** Start Text to read **
MCP vs Proprietary (1 - 0)
// 2026-02-01 - Hooked IDA Pro up as an MCP server and let AI agents reverse engineer a proprietary format for me.
I needed to support a proprietary file format. There was no public documentation, no open-source parser, and the vendor had no interest in changing that. The only path forward was to open up the binary and figure out what it does.
Which is how I ended up back in a disassembler for the first time in decades.
Proprietary formats are a waste of everyone’s time
I want to get this out of the way: proprietary file formats are almost never technically justified. They exist because someone decided that lock-in was more valuable than interoperability. The data inside is usually trivial. A header, some structured fields, maybe a compression layer. Nothing that couldn’t be a well-documented open format. Nothing that benefits from being secret.
Every proprietary format creates a little ecosystem of people reverse engineering the same thing, independently, repeatedly, across years. All that collective effort could have gone toward building something useful instead. It’s pure waste.
But here we are. The format exists, I need to read it, and nobody is going to hand me a spec. So let’s talk about tools.
Three disassemblers, three tradeoffs
I hadn’t used IDA since Ilfak Guilfanov released it as shareware in the early 90s. I was running it on DOS. That’s how long it had been. I’m not going to talk about what I was using it for, but iykyk ;) So I came into this round with fresh eyes, tried the three that people actually use for serious work, and came away with opinions.
Ghidra is free, open source, and built by the NSA. Its real strengths are multi-binary project support, where you can load an application and all its libraries at once, and a built-in decompiler that covers every architecture it supports without charging extra. It’s also fully extensible since you can read and modify the source. But the interface feels like it was designed by committee in 2005 and nobody has been allowed to touch it since. It works. It’s not pleasant. Oh, yeah, it’s using Java Swing..
** End Text to read **
# Required work
a - Summarize the reverse-engineering post in two sentences.
b - From the reverse-engineering post, extract everything from "Three disassemblers, three" down to "away with opinions.".
c - According to the reverse-engineering post, what does a proprietary file usually contain? List each item.
Draw only on the reverse-engineering post for these.
** Start Material **
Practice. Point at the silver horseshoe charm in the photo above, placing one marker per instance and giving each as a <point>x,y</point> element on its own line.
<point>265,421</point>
** End Material **
# List of solutions
a - With no spec or open-source parser for a proprietary file format, the author hooked IDA Pro up as an MCP server and let AI agents reverse engineer the format. The author argues that such formats exist for lock-in rather than technical reasons, then starts comparing three disassemblers, beginning with Ghidra, which is free and capable but has an unpleasant interface.

b -
Three disassemblers, three tradeoffs
I hadn’t used IDA since Ilfak Guilfanov released it as shareware in the early 90s. I was running it on DOS. That’s how long it had been. I’m not going to talk about what I was using it for, but iykyk ;) So I came into this round with fresh eyes, tried the three that people actually use for serious work, and came away with opinions.

c -
- A header
- Some structured fields
- Maybe a compression layer